- **Set exercise A**
Check each statement against the NAIC solvency flashcards. For each, answer yes or no and quote the words from the flashcards that decide it.
(i) Liquidation means identifying the creditors and distributing the assets.
(ii) Regulators decided the best approach is to rely on market regulation alone.
(iii) Conservation is the type of receivership used to run off the liabilities.

NAIC Solvency Flashcards
List the US Insurance Regulatory Mission
Protect the interests of the policyholder and those who rely on the insurance coverage provided to the policyholder first and foremost, while also facilitating the financial stability and reliability of insurance institutions for an effective and efficient marketplace for insurance products.
What approach did regulators determine is the best way to achieve this Regulatory Mission
Combining Financial Regulation and Market Regulation
3 stages of Financial Regulation
- Mitigate/ eliminate risks via restrictions on insurer’s activities
- Use financial tools and oversight to work with insurers to implement corrective actions
- Provide a backstop of financial protection in the event of a receivership
List & briefly describe 3 types of receivership
- conservation = safeguard the insurer’s assets while the regulator determines the best course of action
- rehabilitation = a tool to fix the problems, protect the assets, run off the liabilities or prepare for liquidation
- liquidation = identify the creditors & distribute the assets
Briefly define “Market Regulation”

- **Set exercise B**
Rewrite the part of the listing that starts at the line containing "In the picture above, where can the seal be" and runs to the end of the listing, swapping "Report" for "Give" and keeping everything else the same.

- **Provided material**

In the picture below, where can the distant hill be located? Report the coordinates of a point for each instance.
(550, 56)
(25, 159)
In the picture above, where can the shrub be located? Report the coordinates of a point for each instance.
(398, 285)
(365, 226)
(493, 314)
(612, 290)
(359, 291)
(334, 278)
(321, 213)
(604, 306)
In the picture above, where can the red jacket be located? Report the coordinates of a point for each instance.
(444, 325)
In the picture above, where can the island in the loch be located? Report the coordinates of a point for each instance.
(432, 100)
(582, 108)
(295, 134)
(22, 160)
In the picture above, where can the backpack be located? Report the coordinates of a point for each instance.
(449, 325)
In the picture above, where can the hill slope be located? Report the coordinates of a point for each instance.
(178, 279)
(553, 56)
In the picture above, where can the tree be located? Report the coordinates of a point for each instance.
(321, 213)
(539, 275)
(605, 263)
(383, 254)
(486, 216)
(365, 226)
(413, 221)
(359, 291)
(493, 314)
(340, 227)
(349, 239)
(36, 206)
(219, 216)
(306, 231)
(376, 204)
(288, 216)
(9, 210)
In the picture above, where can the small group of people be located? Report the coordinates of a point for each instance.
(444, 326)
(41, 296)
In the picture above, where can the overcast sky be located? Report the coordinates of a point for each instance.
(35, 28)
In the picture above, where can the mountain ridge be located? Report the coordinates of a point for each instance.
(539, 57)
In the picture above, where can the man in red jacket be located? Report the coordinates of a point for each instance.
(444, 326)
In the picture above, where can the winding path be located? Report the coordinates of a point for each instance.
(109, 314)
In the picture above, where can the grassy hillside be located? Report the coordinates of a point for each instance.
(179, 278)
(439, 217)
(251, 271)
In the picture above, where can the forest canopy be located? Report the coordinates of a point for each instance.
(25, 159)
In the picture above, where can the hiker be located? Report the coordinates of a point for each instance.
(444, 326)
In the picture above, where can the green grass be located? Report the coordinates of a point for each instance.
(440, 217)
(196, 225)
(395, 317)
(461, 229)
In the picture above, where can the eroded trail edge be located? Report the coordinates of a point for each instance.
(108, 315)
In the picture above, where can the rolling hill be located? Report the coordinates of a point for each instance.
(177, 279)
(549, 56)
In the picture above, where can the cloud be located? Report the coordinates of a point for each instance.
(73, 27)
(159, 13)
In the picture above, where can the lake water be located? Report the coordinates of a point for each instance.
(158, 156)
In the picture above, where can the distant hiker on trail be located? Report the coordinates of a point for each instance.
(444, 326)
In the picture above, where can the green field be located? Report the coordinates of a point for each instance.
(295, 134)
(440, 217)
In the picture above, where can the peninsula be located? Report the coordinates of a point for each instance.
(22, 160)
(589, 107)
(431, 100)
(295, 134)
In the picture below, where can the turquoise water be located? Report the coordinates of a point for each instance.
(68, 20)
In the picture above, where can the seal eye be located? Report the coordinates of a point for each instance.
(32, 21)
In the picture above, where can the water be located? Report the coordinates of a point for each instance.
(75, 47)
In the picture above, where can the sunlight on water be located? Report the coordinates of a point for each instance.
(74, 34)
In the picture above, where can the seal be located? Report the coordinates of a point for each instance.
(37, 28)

- **Full output A**
(i) Yes: "liquidation = identify the creditors & distribute the assets"
(ii) No: "Combining Financial Regulation and Market Regulation"
(iii) No: "conservation = safeguard the insurer’s assets while the regulator determines the best course of action"

- **Full output B**
In the picture above, where can the seal be located? Give the coordinates of a point for each instance.
(37, 28)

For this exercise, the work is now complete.